The problem =
Please render all of the data below as a Markdown table with two columns, Row and Line, numbering each non-blank line and leaving out blank lines.

## START

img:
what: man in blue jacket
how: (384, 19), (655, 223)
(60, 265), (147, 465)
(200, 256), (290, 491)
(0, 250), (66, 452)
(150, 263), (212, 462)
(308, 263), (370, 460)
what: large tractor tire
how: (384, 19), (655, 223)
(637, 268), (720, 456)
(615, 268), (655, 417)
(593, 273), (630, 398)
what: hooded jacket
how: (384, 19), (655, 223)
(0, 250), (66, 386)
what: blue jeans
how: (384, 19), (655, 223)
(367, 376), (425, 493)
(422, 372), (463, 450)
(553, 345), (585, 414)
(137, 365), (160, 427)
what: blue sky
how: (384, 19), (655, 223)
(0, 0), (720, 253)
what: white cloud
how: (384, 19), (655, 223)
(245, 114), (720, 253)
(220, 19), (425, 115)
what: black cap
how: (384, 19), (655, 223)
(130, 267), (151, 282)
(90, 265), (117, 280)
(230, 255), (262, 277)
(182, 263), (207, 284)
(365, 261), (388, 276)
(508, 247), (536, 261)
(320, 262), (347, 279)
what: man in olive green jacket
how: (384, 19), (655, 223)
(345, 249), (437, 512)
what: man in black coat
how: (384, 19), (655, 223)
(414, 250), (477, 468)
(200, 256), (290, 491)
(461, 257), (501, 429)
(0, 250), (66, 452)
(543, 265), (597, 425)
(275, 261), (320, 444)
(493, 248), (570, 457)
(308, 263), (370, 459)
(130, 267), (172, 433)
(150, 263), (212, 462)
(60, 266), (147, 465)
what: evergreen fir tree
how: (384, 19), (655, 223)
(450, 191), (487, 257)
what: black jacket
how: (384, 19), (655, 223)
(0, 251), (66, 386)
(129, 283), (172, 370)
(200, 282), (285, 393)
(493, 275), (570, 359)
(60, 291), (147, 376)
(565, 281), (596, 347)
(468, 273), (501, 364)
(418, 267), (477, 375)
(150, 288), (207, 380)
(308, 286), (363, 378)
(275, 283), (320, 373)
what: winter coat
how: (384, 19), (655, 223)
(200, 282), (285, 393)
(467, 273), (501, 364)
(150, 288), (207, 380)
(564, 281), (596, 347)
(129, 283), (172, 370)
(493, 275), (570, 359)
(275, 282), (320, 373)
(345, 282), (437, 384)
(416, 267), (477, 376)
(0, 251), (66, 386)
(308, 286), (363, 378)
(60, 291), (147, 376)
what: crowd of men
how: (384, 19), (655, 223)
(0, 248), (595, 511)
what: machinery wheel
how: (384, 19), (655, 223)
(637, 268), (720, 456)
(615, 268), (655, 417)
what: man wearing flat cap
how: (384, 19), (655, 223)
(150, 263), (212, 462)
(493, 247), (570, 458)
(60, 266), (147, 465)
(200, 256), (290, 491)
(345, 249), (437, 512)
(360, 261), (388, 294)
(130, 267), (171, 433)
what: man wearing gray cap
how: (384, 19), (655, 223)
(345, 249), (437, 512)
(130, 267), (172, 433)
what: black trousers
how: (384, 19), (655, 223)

## END

Final result =
| Row | Line |
|---|---|
| 1 | img: |
| 2 | what: man in blue jacket |
| 3 | how: (384, 19), (655, 223) |
| 4 | (60, 265), (147, 465) |
| 5 | (200, 256), (290, 491) |
| 6 | (0, 250), (66, 452) |
| 7 | (150, 263), (212, 462) |
| 8 | (308, 263), (370, 460) |
| 9 | what: large tractor tire |
| 10 | how: (384, 19), (655, 223) |
| 11 | (637, 268), (720, 456) |
| 12 | (615, 268), (655, 417) |
| 13 | (593, 273), (630, 398) |
| 14 | what: hooded jacket |
| 15 | how: (384, 19), (655, 223) |
| 16 | (0, 250), (66, 386) |
| 17 | what: blue jeans |
| 18 | how: (384, 19), (655, 223) |
| 19 | (367, 376), (425, 493) |
| 20 | (422, 372), (463, 450) |
| 21 | (553, 345), (585, 414) |
| 22 | (137, 365), (160, 427) |
| 23 | what: blue sky |
| 24 | how: (384, 19), (655, 223) |
| 25 | (0, 0), (720, 253) |
| 26 | what: white cloud |
| 27 | how: (384, 19), (655, 223) |
| 28 | (245, 114), (720, 253) |
| 29 | (220, 19), (425, 115) |
| 30 | what: black cap |
| 31 | how: (384, 19), (655, 223) |
| 32 | (130, 267), (151, 282) |
| 33 | (90, 265), (117, 280) |
| 34 | (230, 255), (262, 277) |
| 35 | (182, 263), (207, 284) |
| 36 | (365, 261), (388, 276) |
| 37 | (508, 247), (536, 261) |
| 38 | (320, 262), (347, 279) |
| 39 | what: man in olive green jacket |
| 40 | how: (384, 19), (655, 223) |
| 41 | (345, 249), (437, 512) |
| 42 | what: man in black coat |
| 43 | how: (384, 19), (655, 223) |
| 44 | (414, 250), (477, 468) |
| 45 | (200, 256), (290, 491) |
| 46 | (461, 257), (501, 429) |
| 47 | (0, 250), (66, 452) |
| 48 | (543, 265), (597, 425) |
| 49 | (275, 261), (320, 444) |
| 50 | (493, 248), (570, 457) |
| 51 | (308, 263), (370, 459) |
| 52 | (130, 267), (172, 433) |
| 53 | (150, 263), (212, 462) |
| 54 | (60, 266), (147, 465) |
| 55 | what: evergreen fir tree |
| 56 | how: (384, 19), (655, 223) |
| 57 | (450, 191), (487, 257) |
| 58 | what: black jacket |
| 59 | how: (384, 19), (655, 223) |
| 60 | (0, 251), (66, 386) |
| 61 | (129, 283), (172, 370) |
| 62 | (200, 282), (285, 393) |
| 63 | (493, 275), (570, 359) |
| 64 | (60, 291), (147, 376) |
| 65 | (565, 281), (596, 347) |
| 66 | (468, 273), (501, 364) |
| 67 | (418, 267), (477, 375) |
| 68 | (150, 288), (207, 380) |
| 69 | (308, 286), (363, 378) |
| 70 | (275, 283), (320, 373) |
| 71 | what: winter coat |
| 72 | how: (384, 19), (655, 223) |
| 73 | (200, 282), (285, 393) |
| 74 | (467, 273), (501, 364) |
| 75 | (150, 288), (207, 380) |
| 76 | (564, 281), (596, 347) |
| 77 | (129, 283), (172, 370) |
| 78 | (493, 275), (570, 359) |
| 79 | (275, 282), (320, 373) |
| 80 | (345, 282), (437, 384) |
| 81 | (416, 267), (477, 376) |
| 82 | (0, 251), (66, 386) |
| 83 | (308, 286), (363, 378) |
| 84 | (60, 291), (147, 376) |
| 85 | what: crowd of men |
| 86 | how: (384, 19), (655, 223) |
| 87 | (0, 248), (595, 511) |
| 88 | what: machinery wheel |
| 89 | how: (384, 19), (655, 223) |
| 90 | (637, 268), (720, 456) |
| 91 | (615, 268), (655, 417) |
| 92 | what: man wearing flat cap |
| 93 | how: (384, 19), (655, 223) |
| 94 | (150, 263), (212, 462) |
| 95 | (493, 247), (570, 458) |
| 96 | (60, 266), (147, 465) |
| 97 | (200, 256), (290, 491) |
| 98 | (345, 249), (437, 512) |
| 99 | (360, 261), (388, 294) |
| 100 | (130, 267), (171, 433) |
| 101 | what: man wearing gray cap |
| 102 | how: (384, 19), (655, 223) |
| 103 | (345, 249), (437, 512) |
| 104 | (130, 267), (172, 433) |
| 105 | what: black trousers |
| 106 | how: (384, 19), (655, 223) |